**TRAVAIL À FAIRE**.
Prolongez l'entretien avec le photographe François Poulain à partir de l'endroit où il s'arrête.

**TEXTE À LIRE**.
__________

Photographe incontournable de la scène indé française, François Poulain a sorti le très beau Indociles, un recueil de clichés – pour certains iconiques – de groupes et de musiciens, célèbres ou inconnus, qui ont fait 20 ans de l’histoire de la musique dans l’hexagone. Un témoignage précieux de la vitalité de la musique en France, mais avant tout une merveilleuse collection de photos de concerts.
Benzine : François Poulain, qui es- tu ?
François Poulain : Je suis né en 1965, je suis photographe Rock, j’ai fait ma formation à l’Ecole des Images des Gobelins à Paris. Je jouais de la musique, j’étais passionné, j’ai rencontré l’Association Capsul’Rock montée en mars 1987 à la MJC Victor Jara de Champs-sur-Marne, après avoir joué avec mon groupe dans un tremplin en juillet 86. J’avais donné une pellicule à un mec dans la salle pour qu’il me prenne en photo sur scène, ils ont trouvé ça rigolo, et m’ont invité à venir faire des photos avec eux, j’habitais à un kilomètre à vol d’oiseau ! Ma première photo de concert, ça a été le jour de l’inauguration, j’en avais jamais faite avant… Un an plus tard, a débarqué Philippe Renaud, qui était le manager de la Mano Negra, il a vu une photo d’OTH que j’avais prise, qui était pas mal, il m’a proposé de faire des photos « chez lui », au Fahrenheit d’Issy les Moulineaux.

__________

**Extrait d'un fichier de données**.
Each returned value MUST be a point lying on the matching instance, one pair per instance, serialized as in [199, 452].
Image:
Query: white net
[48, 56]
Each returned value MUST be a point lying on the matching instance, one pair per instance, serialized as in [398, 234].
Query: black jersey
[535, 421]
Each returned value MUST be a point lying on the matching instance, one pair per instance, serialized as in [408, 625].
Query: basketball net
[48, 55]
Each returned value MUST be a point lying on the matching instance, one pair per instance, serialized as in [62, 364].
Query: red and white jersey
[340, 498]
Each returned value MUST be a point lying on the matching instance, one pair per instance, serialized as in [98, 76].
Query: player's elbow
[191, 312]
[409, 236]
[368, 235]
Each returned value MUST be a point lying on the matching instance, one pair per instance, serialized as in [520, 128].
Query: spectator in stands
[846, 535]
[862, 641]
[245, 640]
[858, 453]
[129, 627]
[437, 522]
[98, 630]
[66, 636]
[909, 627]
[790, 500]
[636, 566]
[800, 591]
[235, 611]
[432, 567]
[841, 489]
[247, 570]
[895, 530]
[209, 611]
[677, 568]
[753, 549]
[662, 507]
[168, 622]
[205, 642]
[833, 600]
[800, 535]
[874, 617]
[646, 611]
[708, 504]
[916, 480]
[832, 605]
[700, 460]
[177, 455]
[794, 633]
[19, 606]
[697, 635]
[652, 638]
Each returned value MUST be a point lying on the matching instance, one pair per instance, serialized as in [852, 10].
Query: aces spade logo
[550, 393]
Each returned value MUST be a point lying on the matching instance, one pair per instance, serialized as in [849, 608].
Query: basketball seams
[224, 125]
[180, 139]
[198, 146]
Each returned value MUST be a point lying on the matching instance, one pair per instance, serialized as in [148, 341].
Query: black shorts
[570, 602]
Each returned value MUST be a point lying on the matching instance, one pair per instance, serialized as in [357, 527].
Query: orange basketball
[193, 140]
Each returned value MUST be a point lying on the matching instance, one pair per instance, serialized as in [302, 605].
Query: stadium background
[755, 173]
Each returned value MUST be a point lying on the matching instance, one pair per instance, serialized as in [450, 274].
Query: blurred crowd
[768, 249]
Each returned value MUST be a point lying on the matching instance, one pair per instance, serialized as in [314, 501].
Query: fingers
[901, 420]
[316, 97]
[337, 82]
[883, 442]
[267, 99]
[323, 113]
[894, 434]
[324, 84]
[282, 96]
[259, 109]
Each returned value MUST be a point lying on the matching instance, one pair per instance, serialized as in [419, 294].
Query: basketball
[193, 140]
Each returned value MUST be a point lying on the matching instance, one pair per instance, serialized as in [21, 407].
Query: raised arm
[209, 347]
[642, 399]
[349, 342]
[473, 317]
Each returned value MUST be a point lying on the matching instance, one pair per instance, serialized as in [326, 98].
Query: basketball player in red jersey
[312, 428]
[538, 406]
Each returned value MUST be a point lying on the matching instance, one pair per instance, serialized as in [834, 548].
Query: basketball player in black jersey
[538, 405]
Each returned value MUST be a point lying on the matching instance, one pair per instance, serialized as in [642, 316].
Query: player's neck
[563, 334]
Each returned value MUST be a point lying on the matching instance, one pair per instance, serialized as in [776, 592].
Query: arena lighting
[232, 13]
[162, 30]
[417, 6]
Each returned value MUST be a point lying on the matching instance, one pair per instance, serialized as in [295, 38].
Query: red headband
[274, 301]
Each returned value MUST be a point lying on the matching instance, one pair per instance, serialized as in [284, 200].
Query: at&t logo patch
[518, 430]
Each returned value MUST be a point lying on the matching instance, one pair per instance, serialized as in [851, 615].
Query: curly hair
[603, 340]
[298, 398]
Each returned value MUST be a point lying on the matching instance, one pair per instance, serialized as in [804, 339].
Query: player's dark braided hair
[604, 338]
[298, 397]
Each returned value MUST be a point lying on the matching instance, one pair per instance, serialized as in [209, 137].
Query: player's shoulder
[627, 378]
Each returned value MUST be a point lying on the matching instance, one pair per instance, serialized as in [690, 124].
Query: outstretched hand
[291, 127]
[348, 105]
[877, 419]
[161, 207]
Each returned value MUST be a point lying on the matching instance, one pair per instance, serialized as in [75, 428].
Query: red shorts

__________

**RÉPONSE**.
Jusqu’à mon départ de Paris en 98, j’ai continué à faire des photos sur les deux salles : j’ai pu brasser comme ça énormément de groupes. A Capsul’Rock, c’était uniquement des groupes français, mais au Fahrenheit, il y avait aussi des groupes étrangers… Nirvana a joué là-bas, alors que Bleach venait juste de sortir, mais moi, en bon anti-américain primaire, je n’y suis pas allé ! (Rires) Je me suis rattrapé deux ans après au Zénith, j’y étais, j’ai fait la photo pour la couverture du premier Rock Sound. Ils sont encore repassés au même Zénith deux ou trois ans plus tard pour In Utero, je voulais prendre mon pass photo, mais j’avais une exposition « Scènes de Rock en France » à Toulouse… qui a été annulée une semaine avant. C’était trop tard pour le pass photo, ce qui fait que, sur les trois passages de Nirvana à Paris, je les ai ratés deux fois : pas de bol ! (rires)
Benzine Tu as continué comme musicien ?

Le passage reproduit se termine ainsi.